Ausgewählter Auszug:
((

Bernhard Docke: Guten Tag.
Meurer: Sie haben auch vor dem Supreme Court für Ihren Mandanten geklagt. Empfinden Sie das Urteil als einen großen Erfolg?
Docke: Ja sicher. Es ist ein Sieg der Rechtsstaatlichkeit über eine rechtliche Argumentation um Positionen der Bush-Administration, die abwegig und mittelalterlich war. Dass man dieses Urteil jetzt so feiern muss, sagt auch etwas über die Zeiten aus, in denen wir leben, weil der Supreme Court eigentlich etwas Selbstverständliches klargestellt hat: dass auch in Zeiten der Krise die Regierung nicht nach Gutdünken mit Gefangenen verfahren darf, dass auch in Zeiten der Krise die Regierung Recht und Gesetz achten muss und dass alle Gefangenen der Amerikaner, egal wo, wie lange und von wem sie festgehalten werden, das Recht haben, ihre Inhaftierung richterlich überprüfen zu lassen. Das sind jahrhundertealte Rechte, die der Supreme Court jetzt noch einmal hochhalten muss, es ist traurig, dass erst der Supreme Court der Bush-Administration diesen Weg weisen muss.

))

Quellenmaterial:
((

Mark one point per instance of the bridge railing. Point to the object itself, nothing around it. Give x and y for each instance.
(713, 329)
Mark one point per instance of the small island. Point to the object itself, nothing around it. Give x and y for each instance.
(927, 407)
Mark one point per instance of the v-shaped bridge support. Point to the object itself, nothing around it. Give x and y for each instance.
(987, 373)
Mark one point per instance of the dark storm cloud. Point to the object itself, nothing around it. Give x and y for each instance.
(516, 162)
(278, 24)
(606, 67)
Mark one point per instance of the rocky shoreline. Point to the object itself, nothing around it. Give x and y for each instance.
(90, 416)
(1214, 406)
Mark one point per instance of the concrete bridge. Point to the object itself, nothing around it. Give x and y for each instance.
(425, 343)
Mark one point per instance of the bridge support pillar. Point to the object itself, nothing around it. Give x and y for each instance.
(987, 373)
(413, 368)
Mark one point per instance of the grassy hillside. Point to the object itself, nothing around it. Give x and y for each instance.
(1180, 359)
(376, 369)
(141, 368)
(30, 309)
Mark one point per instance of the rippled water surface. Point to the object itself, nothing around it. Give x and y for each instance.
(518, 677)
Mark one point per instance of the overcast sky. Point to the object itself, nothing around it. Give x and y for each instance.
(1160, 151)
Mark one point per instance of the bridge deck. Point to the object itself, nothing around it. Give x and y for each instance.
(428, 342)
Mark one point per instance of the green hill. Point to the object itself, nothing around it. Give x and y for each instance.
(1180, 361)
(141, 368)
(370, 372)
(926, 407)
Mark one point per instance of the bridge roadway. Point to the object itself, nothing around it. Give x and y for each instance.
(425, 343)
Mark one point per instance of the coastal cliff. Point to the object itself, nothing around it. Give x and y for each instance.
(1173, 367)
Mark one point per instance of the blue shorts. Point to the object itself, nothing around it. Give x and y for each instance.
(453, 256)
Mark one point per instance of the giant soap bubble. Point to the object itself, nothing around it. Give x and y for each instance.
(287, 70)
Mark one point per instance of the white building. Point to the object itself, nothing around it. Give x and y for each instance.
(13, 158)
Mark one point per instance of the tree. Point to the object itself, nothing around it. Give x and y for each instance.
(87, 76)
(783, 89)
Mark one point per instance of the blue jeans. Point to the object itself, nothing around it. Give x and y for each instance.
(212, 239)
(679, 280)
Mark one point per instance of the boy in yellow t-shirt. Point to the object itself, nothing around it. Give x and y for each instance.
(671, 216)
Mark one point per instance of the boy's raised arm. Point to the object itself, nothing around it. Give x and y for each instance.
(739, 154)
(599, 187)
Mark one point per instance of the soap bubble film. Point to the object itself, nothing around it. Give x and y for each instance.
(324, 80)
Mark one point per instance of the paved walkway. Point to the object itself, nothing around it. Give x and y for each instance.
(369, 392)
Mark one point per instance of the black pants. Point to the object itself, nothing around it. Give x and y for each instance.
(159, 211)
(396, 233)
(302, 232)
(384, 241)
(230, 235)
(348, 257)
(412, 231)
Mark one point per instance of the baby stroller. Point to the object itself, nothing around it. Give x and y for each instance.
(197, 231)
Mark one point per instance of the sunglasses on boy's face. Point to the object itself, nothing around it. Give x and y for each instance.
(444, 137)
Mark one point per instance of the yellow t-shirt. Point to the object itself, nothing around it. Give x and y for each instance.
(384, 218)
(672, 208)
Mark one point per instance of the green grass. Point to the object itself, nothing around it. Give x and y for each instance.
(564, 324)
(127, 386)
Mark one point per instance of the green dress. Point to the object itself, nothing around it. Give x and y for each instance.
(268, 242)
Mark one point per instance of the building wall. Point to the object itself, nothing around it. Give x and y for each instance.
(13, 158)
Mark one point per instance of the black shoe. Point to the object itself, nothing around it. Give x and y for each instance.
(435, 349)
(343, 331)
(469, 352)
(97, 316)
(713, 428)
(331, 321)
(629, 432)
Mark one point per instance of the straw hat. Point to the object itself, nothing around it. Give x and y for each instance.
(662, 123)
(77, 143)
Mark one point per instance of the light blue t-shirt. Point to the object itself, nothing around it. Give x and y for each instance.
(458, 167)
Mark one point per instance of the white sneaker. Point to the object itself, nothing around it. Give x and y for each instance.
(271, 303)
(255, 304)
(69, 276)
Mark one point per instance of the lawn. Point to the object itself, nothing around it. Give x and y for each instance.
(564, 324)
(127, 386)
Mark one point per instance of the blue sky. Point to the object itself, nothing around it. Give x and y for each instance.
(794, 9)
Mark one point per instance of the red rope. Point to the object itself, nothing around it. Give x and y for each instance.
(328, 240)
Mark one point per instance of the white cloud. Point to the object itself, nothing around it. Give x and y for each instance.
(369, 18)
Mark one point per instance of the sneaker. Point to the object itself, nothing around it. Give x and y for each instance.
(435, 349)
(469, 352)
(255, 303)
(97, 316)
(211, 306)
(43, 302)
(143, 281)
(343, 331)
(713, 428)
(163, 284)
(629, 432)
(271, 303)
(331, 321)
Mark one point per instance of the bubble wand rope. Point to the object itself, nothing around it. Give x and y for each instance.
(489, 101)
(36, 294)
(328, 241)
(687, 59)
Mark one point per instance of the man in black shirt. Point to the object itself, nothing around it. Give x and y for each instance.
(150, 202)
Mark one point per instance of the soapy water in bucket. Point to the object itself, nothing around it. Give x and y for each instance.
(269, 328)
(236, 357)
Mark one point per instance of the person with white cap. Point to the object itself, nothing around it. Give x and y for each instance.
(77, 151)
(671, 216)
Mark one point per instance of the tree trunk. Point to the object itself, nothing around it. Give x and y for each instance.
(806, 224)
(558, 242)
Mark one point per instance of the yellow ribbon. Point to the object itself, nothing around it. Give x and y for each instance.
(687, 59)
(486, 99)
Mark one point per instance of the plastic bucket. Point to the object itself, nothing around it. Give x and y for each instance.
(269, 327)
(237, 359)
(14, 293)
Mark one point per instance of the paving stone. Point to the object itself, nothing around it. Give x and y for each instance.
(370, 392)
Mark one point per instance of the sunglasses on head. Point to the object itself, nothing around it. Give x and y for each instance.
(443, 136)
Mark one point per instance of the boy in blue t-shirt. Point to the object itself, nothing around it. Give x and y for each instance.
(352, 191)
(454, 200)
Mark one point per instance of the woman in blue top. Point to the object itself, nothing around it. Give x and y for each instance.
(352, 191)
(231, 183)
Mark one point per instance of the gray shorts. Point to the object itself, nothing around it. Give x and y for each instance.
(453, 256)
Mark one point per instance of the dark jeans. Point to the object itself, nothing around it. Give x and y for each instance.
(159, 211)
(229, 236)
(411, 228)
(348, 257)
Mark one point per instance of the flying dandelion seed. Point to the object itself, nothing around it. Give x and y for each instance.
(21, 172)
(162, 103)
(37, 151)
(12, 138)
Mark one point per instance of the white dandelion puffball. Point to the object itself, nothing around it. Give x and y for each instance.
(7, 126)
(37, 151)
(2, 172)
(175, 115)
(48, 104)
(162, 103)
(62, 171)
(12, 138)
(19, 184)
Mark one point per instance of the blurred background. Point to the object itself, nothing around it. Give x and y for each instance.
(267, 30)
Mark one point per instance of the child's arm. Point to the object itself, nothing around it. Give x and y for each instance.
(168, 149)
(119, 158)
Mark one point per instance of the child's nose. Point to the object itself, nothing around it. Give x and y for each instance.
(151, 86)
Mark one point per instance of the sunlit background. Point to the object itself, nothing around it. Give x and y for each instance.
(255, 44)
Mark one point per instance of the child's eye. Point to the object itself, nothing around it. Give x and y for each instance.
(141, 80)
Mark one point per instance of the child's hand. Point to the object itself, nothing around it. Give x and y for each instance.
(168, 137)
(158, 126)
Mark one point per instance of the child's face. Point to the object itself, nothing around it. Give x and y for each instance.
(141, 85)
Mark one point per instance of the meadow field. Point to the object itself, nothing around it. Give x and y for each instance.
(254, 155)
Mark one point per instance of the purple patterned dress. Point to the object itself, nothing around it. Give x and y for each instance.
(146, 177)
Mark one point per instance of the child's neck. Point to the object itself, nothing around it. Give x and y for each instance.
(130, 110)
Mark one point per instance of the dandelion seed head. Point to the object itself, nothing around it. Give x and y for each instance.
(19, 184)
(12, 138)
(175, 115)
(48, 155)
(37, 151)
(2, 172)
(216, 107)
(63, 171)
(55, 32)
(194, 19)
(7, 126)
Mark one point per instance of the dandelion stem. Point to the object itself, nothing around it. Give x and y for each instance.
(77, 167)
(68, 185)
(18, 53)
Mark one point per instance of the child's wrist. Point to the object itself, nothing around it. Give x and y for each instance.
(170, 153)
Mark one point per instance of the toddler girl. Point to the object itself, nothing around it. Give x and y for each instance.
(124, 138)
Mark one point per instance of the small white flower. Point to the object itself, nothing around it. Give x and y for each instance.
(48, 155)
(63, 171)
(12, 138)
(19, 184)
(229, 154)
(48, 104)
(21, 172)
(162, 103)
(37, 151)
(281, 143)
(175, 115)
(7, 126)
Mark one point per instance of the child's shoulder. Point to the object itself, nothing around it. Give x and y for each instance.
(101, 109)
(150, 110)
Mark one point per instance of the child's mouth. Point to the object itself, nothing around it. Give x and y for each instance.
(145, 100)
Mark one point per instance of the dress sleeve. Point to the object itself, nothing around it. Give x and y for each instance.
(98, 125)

))

Gib den Wortlaut des Interviews zum Supreme-Court-Urteil zwischen „Docke: Ja sicher.“ und „Weg weisen muss.“ unverändert wieder, beide Stellen eingeschlossen.

Docke: Ja sicher. Es ist ein Sieg der Rechtsstaatlichkeit über eine rechtliche Argumentation um Positionen der Bush-Administration, die abwegig und mittelalterlich war. Dass man dieses Urteil jetzt so feiern muss, sagt auch etwas über die Zeiten aus, in denen wir leben, weil der Supreme Court eigentlich etwas Selbstverständliches klargestellt hat: dass auch in Zeiten der Krise die Regierung nicht nach Gutdünken mit Gefangenen verfahren darf, dass auch in Zeiten der Krise die Regierung Recht und Gesetz achten muss und dass alle Gefangenen der Amerikaner, egal wo, wie lange und von wem sie festgehalten werden, das Recht haben, ihre Inhaftierung richterlich überprüfen zu lassen. Das sind jahrhundertealte Rechte, die der Supreme Court jetzt noch einmal hochhalten muss, es ist traurig, dass erst der Supreme Court der Bush-Administration diesen Weg weisen muss.